__ACTIVITIES__
A. In the text about leaving a small group, what word did the writer's wife use when scolding him after meetings?
B. From the text about leaving a small group, copy the part that opens with the words containing "Jess and I decided" and closes with "time to go?".

__PAGE TEXT__

Week after week, Jess and I would rush through dinner and load up our minivan with bags of diapers, wipes, books, toys, and spare clothes. Then we would leave at 6 to make our stop-and-go trek toward the home of the group's host couple, my wife often scrambling to write down answers to the week's homework questions as I drove. Having arrived, one of us would begin mingling with the group, while the other took our son to a spare room to keep him occupied and (relatively) quiet. After an hour or so, we'd switch places.
Whew! Just writing this down brings back tough memories and emotions. It was a genuinely tough time for our family, and one unavoidable fact made things even more difficult: I was the group leader.
What would you do in a situation like that? How would you handle being involved in a group that you genuinely loved, but was genuinely draining the life out of you and your family?
Jess and I decided that our best course of action was to leave. We waited until the summer, when our group naturally took a break for a couple months, and then informed the rest of the group about our plans. It was a difficult conversation, of course, and we still miss seeing everyone on a regular basis—we miss the community that had been built. But we know it was the right call.
That still leaves our original question unanswered, though. When does a small group cross the line between supportive community and draining obligation? Obviously, I don't advise people to skip out of their small group every time things get a little inconvenient or stressful. So how do you know when it's time to go?
There's no straight answer, of course. But there are some common symptoms I've observed in my own life, and in the lives of others. Here are a few of the main ones:
- You bring a negative attitude to the group. I would often pour out my frustrations to the rest of the group during our prayer and fellowship times. I wouldn't complain about the group situation, necessarily, but would instead gripe about my commute to work, our inability to purchase a home close to the church, our frustrations as new parents, etc. I knew things had gotten a little out of hand when my wife began to scold me after meetings for being "morose."
- You continually "misfire" in your responsibilities within the group. Things like forgetting to answer homework questions, not following through on promises to pray for people, forgetting to bring snacks, and so on are all signs that you are mentally and emotionally detached from the group, if not physically.
- You regularly fail to attend group meetings. This is physical detachment. If the group has become low enough on your priority list that you are unable to consistently attend, it's probably time to move on.
- You've identified a clear alternative. Like Randy Frazee and his neighbor's community gatherings, sometimes there is a specific activity or opportunity that you find yourself thinking about often. "If I didn't have to go to small group, I could … ." Now, I'm not talking about a television show you'd like to watch, or more time spent at work. I'm talking about a different way to slake your inborn need for community.
- You just know. Small groups are cyclical—they all have a pattern of birth, life, growth, decline, and death. The same thing is true for individual involvement in a small group, and sometimes you just know that the time has come to try something else.
In lieu of a conclusion, let me again emphasize that leaving a small group should not be your first response to difficulty, conflict, or any kind of stress within your group. It should not be your second response, or fifth. Any decision to walk away from a supportive community of Christians should be a last resort—a final option.
But sometimes we need to be reminded that it is an option. And if your small group has become something life-draining instead of life-giving, it's an option you may need to consider.

(Stored items from a collection)
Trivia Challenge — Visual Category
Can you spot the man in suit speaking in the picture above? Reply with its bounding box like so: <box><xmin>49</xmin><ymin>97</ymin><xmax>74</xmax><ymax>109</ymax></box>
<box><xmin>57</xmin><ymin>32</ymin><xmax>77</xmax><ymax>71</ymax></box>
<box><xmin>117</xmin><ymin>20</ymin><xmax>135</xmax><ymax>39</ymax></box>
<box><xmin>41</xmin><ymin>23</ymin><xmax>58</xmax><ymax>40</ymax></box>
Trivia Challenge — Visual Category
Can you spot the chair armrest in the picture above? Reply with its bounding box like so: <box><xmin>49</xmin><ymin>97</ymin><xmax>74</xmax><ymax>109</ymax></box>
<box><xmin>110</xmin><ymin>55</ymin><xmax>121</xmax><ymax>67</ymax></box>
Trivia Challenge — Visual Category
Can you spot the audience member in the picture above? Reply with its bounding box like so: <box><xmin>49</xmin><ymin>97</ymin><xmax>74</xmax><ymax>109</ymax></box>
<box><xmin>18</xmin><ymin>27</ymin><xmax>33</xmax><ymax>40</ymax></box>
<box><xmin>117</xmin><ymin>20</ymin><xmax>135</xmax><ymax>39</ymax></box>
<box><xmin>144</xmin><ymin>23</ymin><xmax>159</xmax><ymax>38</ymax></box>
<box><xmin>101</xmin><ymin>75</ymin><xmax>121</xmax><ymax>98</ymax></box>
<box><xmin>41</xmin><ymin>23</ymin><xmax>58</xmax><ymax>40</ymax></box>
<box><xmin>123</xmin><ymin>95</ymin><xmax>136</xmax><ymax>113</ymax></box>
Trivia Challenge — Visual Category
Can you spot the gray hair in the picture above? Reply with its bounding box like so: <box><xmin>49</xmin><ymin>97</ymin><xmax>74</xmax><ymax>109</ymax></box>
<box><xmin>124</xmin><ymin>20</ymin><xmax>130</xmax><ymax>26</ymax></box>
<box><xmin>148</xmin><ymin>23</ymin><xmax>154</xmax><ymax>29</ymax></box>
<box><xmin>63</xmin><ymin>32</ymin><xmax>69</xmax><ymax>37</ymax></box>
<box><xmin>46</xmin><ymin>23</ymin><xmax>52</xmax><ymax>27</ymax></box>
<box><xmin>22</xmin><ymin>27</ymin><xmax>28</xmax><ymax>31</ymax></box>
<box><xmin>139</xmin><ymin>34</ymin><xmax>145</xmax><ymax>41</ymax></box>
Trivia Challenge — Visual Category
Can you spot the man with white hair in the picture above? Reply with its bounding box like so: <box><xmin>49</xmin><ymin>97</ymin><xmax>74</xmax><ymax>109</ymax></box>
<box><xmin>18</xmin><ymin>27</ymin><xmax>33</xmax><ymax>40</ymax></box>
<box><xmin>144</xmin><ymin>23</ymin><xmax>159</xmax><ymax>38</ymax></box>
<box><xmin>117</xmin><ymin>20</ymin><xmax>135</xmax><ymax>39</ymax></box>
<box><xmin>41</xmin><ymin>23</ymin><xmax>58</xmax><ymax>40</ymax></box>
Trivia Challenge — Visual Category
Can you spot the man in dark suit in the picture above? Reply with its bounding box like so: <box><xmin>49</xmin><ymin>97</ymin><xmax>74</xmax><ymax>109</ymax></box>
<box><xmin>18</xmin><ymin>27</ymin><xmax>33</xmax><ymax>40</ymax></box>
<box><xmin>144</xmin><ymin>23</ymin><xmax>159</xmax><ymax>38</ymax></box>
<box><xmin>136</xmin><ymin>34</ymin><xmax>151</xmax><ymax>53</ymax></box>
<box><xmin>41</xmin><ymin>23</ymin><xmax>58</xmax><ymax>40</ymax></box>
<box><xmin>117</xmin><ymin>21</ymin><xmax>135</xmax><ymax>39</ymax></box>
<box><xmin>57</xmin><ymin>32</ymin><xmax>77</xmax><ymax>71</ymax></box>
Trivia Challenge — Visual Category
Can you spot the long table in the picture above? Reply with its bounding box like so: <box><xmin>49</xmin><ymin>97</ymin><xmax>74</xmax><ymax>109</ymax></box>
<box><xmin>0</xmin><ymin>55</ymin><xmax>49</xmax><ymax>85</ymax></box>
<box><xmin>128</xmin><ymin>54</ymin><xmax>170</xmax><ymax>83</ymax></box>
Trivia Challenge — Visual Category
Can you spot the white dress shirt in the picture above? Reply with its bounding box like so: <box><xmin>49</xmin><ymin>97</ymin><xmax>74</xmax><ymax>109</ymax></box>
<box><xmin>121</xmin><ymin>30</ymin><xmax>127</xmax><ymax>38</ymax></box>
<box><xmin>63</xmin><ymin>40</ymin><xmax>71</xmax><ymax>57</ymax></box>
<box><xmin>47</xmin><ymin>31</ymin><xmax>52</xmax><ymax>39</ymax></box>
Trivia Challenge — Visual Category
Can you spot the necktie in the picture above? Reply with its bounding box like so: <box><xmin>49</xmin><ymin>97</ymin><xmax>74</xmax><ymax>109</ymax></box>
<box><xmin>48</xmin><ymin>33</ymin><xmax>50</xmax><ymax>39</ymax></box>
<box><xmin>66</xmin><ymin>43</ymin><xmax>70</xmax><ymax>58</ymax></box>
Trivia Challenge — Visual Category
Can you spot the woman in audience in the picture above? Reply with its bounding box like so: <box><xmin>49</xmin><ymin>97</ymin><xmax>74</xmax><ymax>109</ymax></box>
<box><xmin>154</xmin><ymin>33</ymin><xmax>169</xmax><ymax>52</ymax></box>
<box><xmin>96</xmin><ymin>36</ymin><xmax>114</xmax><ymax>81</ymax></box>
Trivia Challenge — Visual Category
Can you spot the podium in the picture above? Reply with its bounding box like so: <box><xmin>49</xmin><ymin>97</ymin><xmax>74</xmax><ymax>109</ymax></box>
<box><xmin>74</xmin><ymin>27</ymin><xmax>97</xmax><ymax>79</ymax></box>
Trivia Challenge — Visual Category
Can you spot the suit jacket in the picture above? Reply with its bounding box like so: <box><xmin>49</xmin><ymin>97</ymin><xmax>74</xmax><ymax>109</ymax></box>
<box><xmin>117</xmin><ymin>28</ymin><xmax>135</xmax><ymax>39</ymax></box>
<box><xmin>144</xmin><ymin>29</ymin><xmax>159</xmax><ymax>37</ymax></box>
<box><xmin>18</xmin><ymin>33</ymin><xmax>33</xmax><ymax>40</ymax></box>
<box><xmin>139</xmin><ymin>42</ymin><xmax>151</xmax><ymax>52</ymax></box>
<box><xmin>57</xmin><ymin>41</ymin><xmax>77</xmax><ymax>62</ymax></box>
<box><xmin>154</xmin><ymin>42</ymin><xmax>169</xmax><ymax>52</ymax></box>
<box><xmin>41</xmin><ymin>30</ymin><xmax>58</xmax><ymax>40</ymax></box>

__ANSWERS GIVEN__
A. Morose.

B.
Jess and I decided that our best course of action was to leave. We waited until the summer, when our group naturally took a break for a couple months, and then informed the rest of the group about our plans. It was a difficult conversation, of course, and we still miss seeing everyone on a regular basis—we miss the community that had been built. But we know it was the right call.
That still leaves our original question unanswered, though. When does a small group cross the line between supportive community and draining obligation? Obviously, I don't advise people to skip out of their small group every time things get a little inconvenient or stressful. So how do you know when it's time to go?